WHAT IS ASKED:
Reproduce only the stretch of the material from its start through the line containing "[(451, 400), (196, 332)]", keeping every line, requests included, unchanged except for the point coordinates in the answers. Scale each of those coordinates by 0.85 and round to the nearest whole number, with halves rounded up.
# Start of INFORMATION PROVIDED
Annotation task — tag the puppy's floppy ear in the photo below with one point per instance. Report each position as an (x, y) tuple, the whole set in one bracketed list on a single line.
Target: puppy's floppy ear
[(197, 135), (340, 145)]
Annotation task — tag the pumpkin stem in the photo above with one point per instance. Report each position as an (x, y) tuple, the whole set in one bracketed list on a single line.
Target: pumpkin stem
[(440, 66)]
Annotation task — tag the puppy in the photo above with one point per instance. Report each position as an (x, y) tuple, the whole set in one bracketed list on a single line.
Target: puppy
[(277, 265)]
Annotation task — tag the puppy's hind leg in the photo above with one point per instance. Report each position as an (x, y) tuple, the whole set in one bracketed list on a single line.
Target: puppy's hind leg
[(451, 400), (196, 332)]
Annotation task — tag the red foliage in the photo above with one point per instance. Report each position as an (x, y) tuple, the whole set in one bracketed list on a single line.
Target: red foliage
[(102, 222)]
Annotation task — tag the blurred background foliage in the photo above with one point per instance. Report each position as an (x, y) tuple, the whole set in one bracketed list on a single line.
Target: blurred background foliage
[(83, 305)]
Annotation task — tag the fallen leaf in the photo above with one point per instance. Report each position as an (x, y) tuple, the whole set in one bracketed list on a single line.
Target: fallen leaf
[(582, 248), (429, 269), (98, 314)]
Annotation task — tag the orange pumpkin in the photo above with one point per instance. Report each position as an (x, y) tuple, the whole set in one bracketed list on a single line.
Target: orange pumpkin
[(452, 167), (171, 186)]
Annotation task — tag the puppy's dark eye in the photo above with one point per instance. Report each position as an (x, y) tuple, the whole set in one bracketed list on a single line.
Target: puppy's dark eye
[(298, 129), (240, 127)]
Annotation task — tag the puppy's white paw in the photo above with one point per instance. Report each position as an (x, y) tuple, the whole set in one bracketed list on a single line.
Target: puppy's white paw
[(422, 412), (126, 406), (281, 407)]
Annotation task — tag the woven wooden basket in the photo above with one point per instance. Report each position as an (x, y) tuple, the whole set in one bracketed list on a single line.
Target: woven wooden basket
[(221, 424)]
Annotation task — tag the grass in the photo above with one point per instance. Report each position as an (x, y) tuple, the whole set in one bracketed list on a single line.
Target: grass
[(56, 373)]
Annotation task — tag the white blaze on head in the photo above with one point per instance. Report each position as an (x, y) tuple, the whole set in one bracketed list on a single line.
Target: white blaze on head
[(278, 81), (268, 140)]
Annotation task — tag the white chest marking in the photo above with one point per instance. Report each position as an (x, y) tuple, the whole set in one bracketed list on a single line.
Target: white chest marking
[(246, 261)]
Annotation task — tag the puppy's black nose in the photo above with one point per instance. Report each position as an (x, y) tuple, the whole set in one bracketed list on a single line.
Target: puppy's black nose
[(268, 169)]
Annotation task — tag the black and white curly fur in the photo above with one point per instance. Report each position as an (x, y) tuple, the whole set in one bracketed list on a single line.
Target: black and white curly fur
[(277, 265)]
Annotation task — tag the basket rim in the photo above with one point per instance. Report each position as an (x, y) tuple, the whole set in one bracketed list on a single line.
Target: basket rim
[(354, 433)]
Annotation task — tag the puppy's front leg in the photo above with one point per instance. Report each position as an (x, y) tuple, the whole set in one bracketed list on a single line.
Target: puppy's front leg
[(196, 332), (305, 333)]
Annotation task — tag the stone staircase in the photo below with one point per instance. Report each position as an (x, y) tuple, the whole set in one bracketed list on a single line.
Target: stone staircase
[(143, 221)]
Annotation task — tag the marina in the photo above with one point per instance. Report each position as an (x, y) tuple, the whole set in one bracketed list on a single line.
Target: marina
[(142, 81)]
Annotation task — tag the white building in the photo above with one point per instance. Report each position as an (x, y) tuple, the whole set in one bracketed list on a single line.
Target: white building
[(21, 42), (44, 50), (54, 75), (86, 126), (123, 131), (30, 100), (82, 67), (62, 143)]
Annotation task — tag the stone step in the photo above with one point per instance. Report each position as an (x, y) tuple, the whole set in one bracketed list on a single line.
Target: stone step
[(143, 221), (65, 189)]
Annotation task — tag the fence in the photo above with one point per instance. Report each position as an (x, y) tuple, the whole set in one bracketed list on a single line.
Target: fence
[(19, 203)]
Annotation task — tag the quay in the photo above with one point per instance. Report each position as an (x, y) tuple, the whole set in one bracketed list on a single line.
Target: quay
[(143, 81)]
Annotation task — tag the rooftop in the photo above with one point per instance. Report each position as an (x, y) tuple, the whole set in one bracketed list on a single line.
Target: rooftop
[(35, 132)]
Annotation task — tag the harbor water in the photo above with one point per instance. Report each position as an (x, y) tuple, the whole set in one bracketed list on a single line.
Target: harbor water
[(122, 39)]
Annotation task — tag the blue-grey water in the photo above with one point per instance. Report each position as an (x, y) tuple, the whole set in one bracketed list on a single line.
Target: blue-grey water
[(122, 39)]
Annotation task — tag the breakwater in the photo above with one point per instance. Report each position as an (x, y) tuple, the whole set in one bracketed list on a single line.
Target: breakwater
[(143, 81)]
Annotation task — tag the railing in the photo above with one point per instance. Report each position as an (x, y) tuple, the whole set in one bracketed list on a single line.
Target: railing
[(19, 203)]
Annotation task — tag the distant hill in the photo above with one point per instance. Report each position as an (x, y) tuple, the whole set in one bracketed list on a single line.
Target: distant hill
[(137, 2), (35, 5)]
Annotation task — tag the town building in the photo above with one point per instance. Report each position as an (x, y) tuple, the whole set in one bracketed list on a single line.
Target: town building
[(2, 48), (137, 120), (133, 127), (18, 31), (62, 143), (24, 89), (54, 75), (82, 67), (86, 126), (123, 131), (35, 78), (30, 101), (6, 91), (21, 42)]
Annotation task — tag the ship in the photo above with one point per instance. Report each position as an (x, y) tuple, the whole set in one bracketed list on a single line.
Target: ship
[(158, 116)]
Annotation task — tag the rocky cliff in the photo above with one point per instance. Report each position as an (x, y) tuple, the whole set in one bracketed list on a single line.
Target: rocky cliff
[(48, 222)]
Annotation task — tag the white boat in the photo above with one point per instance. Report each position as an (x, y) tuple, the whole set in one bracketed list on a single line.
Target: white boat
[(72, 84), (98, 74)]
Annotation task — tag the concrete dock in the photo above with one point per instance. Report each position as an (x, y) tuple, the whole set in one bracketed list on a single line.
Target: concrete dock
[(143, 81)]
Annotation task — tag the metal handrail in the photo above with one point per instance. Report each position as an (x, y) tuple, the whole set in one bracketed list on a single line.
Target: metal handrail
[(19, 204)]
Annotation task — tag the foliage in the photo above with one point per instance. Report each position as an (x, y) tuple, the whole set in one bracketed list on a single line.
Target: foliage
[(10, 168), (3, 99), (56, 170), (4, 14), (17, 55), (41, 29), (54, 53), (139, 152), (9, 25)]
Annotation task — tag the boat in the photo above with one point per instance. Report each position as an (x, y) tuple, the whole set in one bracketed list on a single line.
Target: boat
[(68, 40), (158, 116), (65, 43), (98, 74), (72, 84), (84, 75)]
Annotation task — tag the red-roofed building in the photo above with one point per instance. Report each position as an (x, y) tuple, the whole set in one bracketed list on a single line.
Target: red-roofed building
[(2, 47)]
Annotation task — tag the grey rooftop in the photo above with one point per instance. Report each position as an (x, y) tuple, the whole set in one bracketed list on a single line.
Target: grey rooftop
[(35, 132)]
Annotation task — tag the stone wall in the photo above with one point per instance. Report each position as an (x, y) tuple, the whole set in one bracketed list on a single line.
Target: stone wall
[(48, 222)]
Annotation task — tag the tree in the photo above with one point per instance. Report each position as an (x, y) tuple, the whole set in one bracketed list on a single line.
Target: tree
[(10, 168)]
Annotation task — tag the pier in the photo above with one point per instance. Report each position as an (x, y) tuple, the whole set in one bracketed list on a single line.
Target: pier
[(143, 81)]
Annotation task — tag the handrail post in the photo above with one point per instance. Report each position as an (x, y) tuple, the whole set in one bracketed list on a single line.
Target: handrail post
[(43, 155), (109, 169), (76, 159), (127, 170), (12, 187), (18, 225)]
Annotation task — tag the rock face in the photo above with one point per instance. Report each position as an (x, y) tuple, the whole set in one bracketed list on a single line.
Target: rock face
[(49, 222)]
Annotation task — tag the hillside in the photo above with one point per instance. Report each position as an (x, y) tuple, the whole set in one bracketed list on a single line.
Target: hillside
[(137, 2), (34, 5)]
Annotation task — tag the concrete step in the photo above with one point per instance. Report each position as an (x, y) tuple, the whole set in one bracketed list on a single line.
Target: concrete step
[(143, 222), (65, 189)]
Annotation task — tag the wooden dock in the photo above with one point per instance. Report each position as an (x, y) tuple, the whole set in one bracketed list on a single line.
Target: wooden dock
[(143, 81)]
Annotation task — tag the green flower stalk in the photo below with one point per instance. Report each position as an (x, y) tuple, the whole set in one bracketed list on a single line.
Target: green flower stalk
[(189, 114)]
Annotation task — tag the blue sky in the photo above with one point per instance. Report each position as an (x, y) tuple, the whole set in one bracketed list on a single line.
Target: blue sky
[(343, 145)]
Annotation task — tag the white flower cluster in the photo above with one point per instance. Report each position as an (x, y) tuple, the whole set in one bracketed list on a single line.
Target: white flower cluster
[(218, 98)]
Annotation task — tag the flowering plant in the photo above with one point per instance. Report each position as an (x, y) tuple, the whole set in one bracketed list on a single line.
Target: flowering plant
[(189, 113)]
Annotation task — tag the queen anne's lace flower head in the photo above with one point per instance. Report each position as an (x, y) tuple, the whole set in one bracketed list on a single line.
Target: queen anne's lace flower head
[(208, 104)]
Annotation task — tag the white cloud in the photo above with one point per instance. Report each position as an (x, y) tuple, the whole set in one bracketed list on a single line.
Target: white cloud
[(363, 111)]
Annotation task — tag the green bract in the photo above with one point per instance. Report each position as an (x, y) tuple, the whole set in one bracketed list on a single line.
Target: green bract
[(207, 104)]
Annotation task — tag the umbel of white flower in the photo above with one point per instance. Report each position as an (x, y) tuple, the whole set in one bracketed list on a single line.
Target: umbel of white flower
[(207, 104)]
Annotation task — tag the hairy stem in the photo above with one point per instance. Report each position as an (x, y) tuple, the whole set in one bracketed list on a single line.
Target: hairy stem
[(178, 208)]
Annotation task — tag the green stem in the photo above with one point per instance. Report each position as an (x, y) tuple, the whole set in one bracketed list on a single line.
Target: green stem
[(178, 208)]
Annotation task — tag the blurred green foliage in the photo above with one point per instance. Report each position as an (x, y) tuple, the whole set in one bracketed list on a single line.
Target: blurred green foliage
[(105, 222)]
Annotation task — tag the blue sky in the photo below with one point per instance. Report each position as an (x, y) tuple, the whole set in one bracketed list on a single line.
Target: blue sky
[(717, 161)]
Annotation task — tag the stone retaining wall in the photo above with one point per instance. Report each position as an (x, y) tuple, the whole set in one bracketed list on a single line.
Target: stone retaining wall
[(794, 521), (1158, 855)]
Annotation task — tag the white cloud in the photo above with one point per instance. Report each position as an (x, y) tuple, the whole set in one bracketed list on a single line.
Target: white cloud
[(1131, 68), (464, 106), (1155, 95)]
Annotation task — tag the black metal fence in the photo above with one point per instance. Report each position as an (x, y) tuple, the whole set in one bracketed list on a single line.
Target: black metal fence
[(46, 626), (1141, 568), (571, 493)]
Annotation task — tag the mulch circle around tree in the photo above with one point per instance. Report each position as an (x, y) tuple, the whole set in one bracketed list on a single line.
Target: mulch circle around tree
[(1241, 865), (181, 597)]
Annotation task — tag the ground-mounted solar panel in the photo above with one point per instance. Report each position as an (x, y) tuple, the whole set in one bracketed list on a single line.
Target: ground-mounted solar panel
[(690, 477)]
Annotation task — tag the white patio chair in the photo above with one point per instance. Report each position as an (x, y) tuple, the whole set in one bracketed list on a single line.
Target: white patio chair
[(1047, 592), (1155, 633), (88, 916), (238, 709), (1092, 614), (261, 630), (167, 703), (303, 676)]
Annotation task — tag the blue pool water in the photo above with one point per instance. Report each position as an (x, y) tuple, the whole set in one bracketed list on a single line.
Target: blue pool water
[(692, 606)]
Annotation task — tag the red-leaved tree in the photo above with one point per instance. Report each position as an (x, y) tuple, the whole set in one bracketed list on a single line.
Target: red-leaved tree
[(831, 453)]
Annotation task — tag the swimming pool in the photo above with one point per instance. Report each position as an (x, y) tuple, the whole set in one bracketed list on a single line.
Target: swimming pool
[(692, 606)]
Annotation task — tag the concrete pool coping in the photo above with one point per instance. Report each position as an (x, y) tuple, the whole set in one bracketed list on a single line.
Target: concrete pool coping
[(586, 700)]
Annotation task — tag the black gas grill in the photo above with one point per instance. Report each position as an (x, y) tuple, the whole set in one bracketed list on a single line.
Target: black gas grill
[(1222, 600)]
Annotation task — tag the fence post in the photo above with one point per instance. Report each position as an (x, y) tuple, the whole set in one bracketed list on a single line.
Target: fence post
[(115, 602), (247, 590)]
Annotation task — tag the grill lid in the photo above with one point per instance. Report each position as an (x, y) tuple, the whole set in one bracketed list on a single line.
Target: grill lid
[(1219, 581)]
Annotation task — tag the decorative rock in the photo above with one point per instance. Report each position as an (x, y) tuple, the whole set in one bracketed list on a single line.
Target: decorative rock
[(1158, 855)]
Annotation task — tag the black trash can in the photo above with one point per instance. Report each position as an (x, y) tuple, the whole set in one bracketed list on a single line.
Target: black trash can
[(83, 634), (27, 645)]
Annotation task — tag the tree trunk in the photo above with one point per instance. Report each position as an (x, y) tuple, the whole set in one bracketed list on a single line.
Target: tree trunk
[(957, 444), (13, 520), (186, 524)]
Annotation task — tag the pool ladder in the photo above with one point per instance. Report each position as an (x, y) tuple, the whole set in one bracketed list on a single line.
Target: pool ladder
# End of INFORMATION PROVIDED
RESULT OF THIS TASK:
Annotation task — tag the puppy's floppy ear in the photo below with one point per instance. Report each position as an (x, y) tuple, the whole set in one bracketed list on a single line.
Target: puppy's floppy ear
[(167, 115), (289, 123)]
Annotation task — tag the pumpkin stem in the photo above with one point per instance. Report each position as an (x, y) tuple, the whole set in one bracketed list on a single line.
Target: pumpkin stem
[(374, 56)]
Annotation task — tag the puppy in the photo above with one point per instance. Report each position as an (x, y) tuple, the whole set in one bracketed list on a single line.
Target: puppy
[(235, 225)]
Annotation task — tag the puppy's hind leg in the photo above with one point per instance. Report each position as an (x, y) tuple, the whole set in one bracketed list on a single line.
Target: puppy's hind leg
[(383, 340), (167, 282)]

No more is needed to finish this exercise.